Exercise materials Block Start

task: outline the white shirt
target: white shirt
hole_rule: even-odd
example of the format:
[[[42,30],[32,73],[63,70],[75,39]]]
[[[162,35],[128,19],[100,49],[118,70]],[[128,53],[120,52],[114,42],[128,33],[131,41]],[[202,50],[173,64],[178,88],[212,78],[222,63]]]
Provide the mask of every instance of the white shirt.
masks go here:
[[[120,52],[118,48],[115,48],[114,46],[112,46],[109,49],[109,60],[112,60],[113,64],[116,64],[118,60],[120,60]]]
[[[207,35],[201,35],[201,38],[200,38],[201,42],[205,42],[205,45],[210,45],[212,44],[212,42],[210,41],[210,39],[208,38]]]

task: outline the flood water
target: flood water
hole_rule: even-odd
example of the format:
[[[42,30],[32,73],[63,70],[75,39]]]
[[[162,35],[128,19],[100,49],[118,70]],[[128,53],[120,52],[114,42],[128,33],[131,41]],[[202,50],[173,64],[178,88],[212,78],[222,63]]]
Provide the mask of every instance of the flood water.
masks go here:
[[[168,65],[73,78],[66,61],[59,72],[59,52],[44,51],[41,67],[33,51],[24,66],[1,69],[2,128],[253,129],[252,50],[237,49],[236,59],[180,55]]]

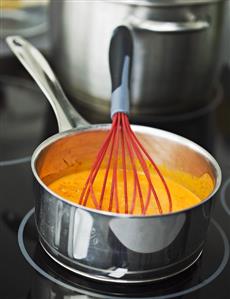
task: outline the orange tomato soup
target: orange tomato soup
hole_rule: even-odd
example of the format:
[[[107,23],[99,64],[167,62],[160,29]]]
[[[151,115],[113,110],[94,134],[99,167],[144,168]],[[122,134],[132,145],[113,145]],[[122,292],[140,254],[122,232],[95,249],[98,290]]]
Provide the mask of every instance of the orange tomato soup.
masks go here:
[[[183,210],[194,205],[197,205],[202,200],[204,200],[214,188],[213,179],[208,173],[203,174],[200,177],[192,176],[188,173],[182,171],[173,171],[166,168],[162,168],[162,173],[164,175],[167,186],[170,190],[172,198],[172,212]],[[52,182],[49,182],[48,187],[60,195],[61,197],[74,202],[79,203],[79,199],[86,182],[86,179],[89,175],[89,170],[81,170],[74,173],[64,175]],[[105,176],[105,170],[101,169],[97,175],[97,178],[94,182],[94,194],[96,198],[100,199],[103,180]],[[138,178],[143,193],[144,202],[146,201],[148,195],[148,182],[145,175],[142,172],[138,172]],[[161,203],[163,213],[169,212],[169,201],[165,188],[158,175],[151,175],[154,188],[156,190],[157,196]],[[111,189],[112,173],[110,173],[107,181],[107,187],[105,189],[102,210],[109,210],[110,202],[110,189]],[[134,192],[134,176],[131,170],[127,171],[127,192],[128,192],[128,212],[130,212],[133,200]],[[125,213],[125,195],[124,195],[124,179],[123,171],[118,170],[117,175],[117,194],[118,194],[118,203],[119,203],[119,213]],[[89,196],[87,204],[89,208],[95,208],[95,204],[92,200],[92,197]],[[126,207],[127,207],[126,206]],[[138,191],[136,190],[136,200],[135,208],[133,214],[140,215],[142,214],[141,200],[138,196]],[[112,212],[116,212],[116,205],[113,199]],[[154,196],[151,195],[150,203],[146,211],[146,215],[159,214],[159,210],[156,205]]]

Exercise materials Block End

How to complete this task:
Within the listing above, the stretch from the line with "Provide the mask of every instance of the white" down to the line with "Provide the mask of every instance of the orange" is to be given again exactly, end lines included and pictures excluded.

Solution for this problem:
Provide the mask of every instance of the white shirt.
masks go here:
[[[120,52],[118,48],[115,48],[114,46],[112,46],[109,49],[109,60],[112,60],[113,64],[116,64],[118,60],[120,60]]]
[[[207,35],[201,35],[201,38],[200,38],[201,42],[205,42],[205,45],[210,45],[212,44],[212,42],[210,41],[210,39],[208,38]]]

task: outline the flood water
target: flood water
hole_rule: even-odd
example of the format:
[[[42,30],[32,73],[63,70],[75,39]]]
[[[162,35],[128,19],[100,49],[118,70]],[[128,53],[120,52],[114,42],[128,33],[131,41]],[[202,50],[173,64],[178,88],[212,78],[222,63]]]
Provide the mask of every instance of the flood water.
masks go here:
[[[168,65],[73,78],[66,61],[59,72],[59,52],[44,51],[41,67],[33,51],[24,66],[1,69],[2,128],[253,129],[252,50],[237,49],[236,59],[180,55]]]

task: outline the orange tomato soup
target: orange tomato soup
hole_rule: even-odd
example of the format:
[[[107,23],[99,64],[167,62],[160,29]]]
[[[151,115],[113,110],[94,134],[99,167],[144,168]],[[122,134],[132,145],[113,145]],[[122,292],[140,254],[122,232],[95,249],[98,290]]]
Provide the mask of every instance of the orange tomato soup.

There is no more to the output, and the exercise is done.